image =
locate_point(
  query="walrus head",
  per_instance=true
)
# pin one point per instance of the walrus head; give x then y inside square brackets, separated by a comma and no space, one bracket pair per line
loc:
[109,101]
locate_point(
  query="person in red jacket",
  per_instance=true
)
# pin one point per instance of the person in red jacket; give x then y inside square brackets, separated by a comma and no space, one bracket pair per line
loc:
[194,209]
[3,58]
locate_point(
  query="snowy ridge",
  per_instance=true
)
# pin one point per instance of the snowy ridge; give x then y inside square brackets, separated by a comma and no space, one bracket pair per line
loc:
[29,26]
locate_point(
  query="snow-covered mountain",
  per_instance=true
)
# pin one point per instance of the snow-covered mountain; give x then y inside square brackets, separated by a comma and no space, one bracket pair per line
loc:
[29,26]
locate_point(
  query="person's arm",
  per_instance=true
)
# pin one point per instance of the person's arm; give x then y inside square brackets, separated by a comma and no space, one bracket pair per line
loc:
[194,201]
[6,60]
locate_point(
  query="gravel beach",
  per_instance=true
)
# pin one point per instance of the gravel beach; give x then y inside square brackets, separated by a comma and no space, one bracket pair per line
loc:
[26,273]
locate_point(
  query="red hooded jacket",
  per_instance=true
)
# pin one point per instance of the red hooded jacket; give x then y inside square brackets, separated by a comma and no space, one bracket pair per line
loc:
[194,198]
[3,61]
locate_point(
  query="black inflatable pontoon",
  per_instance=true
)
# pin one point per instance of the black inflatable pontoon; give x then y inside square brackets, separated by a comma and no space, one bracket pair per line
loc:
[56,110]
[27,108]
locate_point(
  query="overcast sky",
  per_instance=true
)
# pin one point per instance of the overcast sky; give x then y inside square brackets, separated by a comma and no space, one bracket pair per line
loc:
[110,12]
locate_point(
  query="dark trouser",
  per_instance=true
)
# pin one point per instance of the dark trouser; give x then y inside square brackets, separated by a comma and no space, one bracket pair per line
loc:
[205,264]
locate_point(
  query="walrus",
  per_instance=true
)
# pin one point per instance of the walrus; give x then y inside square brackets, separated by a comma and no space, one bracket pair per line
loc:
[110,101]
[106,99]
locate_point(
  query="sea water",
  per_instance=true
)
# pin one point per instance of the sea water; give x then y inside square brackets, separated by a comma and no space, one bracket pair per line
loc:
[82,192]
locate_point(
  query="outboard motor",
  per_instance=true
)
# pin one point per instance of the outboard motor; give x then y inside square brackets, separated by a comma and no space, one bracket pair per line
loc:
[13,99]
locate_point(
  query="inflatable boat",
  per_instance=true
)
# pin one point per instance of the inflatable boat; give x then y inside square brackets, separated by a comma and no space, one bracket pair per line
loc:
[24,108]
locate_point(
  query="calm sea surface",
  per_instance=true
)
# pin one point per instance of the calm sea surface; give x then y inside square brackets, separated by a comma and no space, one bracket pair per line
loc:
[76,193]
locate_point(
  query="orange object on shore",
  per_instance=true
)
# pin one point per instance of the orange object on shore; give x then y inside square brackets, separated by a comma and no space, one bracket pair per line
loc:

※

# [What to do]
Each line of the material above must be retyped precisely.

# [Completed task]
image =
locate_point(
  query="walrus head",
  per_instance=true
)
# pin one point per instance of the walrus head; give x then y inside square brackets, separated by a comma and no space, one bracket pair per line
loc:
[109,101]
locate_point(
  query="person in red jacket",
  per_instance=true
)
# pin one point per instance of the person in red jacket; give x then y inside square brackets, separated by a comma and no space, one bracket pair per line
loc:
[194,209]
[3,58]
locate_point(
  query="snowy ridge",
  per_instance=true
)
# pin one point per instance of the snowy ridge; give x then y inside square brackets, separated by a comma and no space, one bracket pair per line
loc:
[29,26]
locate_point(
  query="snow-covered mountain",
  per_instance=true
)
# pin one point per instance of the snow-covered mountain; give x then y inside square brackets, separated by a comma and no space, one bracket pair per line
loc:
[29,26]
locate_point(
  query="person's arm",
  per_instance=true
)
# pin one point per instance of the person's arm; give x then y inside square brackets, separated by a comma and no space, one bracket pair per line
loc:
[194,201]
[6,60]
locate_point(
  query="gravel beach",
  per_instance=true
)
# pin one point per instance of the gravel beach; give x then y inside square brackets, separated by a comma and no space, one bracket pair per line
loc:
[26,273]
locate_point(
  query="red hooded jacket",
  per_instance=true
)
# pin one point per instance of the red hooded jacket; give x then y inside square brackets, separated by a comma and no space, one bracket pair per line
loc:
[194,198]
[3,61]
locate_point(
  query="black inflatable pontoon",
  per_instance=true
)
# pin one point per instance of the black inflatable pontoon; give x then y inside square brackets, separated by a comma and no space, one bracket pair per line
loc:
[56,110]
[27,108]
locate_point(
  query="overcast sky",
  per_instance=true
)
# pin one point per instance of the overcast sky; give x then y inside square brackets, separated by a comma and no space, one bracket pair per line
loc:
[110,12]
locate_point(
  query="dark trouser",
  per_instance=true
)
# pin one point per instance of the dark trouser; give x then y inside square brackets, separated by a comma and no space, one bracket pair per line
loc:
[205,264]
locate_point(
  query="walrus",
  per_instance=true
)
# pin one point per instance of the walrus; give x then y inside square brackets, separated by a comma and no space, one bracket pair per line
loc:
[110,101]
[106,99]
locate_point(
  query="sea water",
  per_instance=true
)
# pin one point per instance of the sea water; give x then y inside square brackets, separated by a comma and no space, one bracket pair per line
loc:
[82,192]
locate_point(
  query="outboard motor",
  per_instance=true
)
# pin one point per instance of the outboard motor; give x then y inside square brackets, separated by a comma and no space, one bracket pair per line
loc:
[13,99]
locate_point(
  query="inflatable boat",
  per_instance=true
)
# pin one point per instance of the inflatable boat; give x then y inside square brackets, separated by a comma and no space, one bracket pair per line
loc:
[24,108]
locate_point(
  query="calm sea surface",
  per_instance=true
)
# pin one point per instance of the calm sea surface; give x then y inside square brackets, separated by a comma and no space, one bracket pair per line
loc:
[76,193]
locate_point(
  query="orange object on shore",
  per_instance=true
)
# pin one point per instance of the orange object on shore; give x then y inside square brackets, separated by a comma and no space, one bracket pair per line
loc:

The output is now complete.